Na onderzoek naar methoden om eurobankbiljetten en –munten op echtheid te controleren heeft de ECB bij wijze van advies een kader verstrekt om vervalste biljetten te detecteren[2] en heeft de Commissie een aanbeveling gedaan betreffende de echtheidscontrole van euromunten[3]. De krediet- en andere instellingen beschikken bijgevolg over de meest actuele technieken om ontvangen biljetten en munten tijdens het verwerkingsproces op echtheid te controleren en de valse te ontdekken voordat zij de munt terug in omloop brengen. Bij beraadslagingen tussen nationale deskundigen en met de Europese instellingen en organen is gewezen op het belang van wettelijke bepalingen die een echtheidscontrole van in omloop zijnde eurobankbiljetten en –munten verplicht stellen.

De controles vinden plaats aan de hand van juist afgestelde sorteermachines. Het afstellen gebeurt met behulp van een steekproef van echte en valse biljetten en munten. Om de tests mogelijk te maken, moeten op de testplaatsen passende hoeveelheden valse biljetten en munten aanwezig zijn. Daartoe moet het transport van valse biljetten en munten tussen de bevoegde nationale instanties en de EU-instellingen en –organen worden toegestaan.

Krachtens de artikelen 4 en 5 van Verordening nr. 1338/2001 moeten de nationale analysecentra voor valse biljetten en munten exemplaren van vervalsingen respectievelijk aan de ECB en de Commissie verschaffen.

Het vervoer van valse munt om de machines te kunnen testen en afstellen is momenteel op EU-niveau echter niet formeel geregeld. Het is niet als zodanig strafbaar omdat er geen intentie is om te frauderen, maar objectief gezien is het een overtreding die tot het instellen van een strafrechtelijk onderzoek kan leiden. Om een en ander juridisch in goede banen te leiden in de lidstaten moet het vervoer van valse munt om de machines te kunnen testen en afstellen uitdrukkelijk worden toegestaan. Ook andere EU-instellingen en –organen erkennen de behoefte aan geautoriseerd transport voor de genoemde doeleinden en met name de ECB heeft daartoe een aanbeveling uitgebracht[4].

▶ **OEFENGEGEVENS**:

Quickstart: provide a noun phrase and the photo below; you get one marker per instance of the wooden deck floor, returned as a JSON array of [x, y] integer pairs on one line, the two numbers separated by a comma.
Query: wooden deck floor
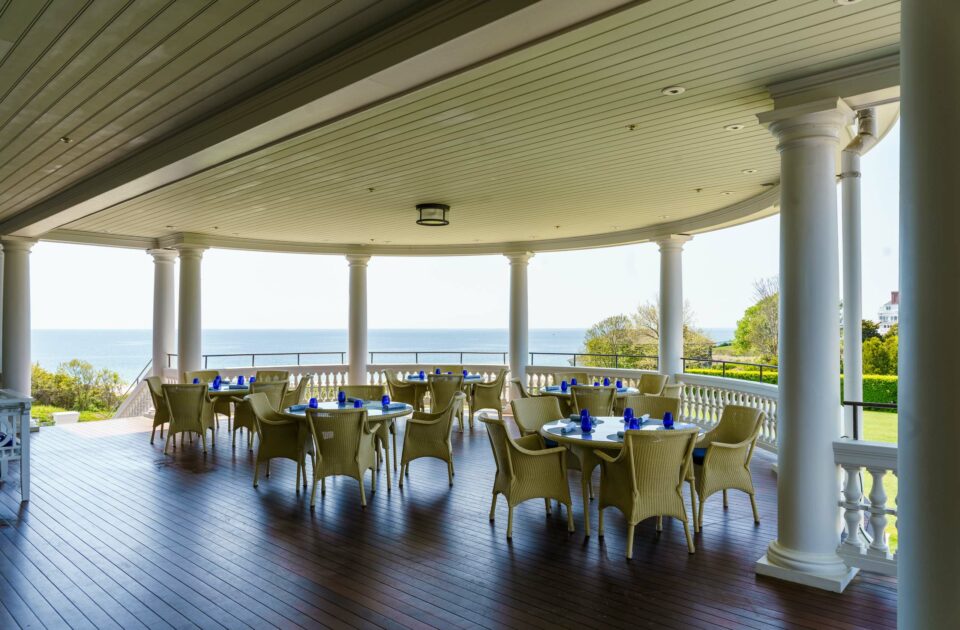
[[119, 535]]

▶ **WAT WORDT GEVRAAGD**:
1. Vertaal deze zin uit het tekstfragment naar het Engels: "Het afstellen gebeurt met behulp van een steekproef van echte en valse biljetten en munten."
2. Herhaal woord voor woord het deel van het tekstfragment tussen "De controles vinden" en "de Commissie verschaffen.", beide meegerekend.
Baseer je uitsluitend op het tekstfragment.

▶ **ANTWOORDEN OP VOLGORDE**:
1. The calibration is done using a sample of genuine and counterfeit banknotes and coins.

2.
De controles vinden plaats aan de hand van juist afgestelde sorteermachines. Het afstellen gebeurt met behulp van een steekproef van echte en valse biljetten en munten. Om de tests mogelijk te maken, moeten op de testplaatsen passende hoeveelheden valse biljetten en munten aanwezig zijn. Daartoe moet het transport van valse biljetten en munten tussen de bevoegde nationale instanties en de EU-instellingen en –organen worden toegestaan.

Krachtens de artikelen 4 en 5 van Verordening nr. 1338/2001 moeten de nationale analysecentra voor valse biljetten en munten exemplaren van vervalsingen respectievelijk aan de ECB en de Commissie verschaffen.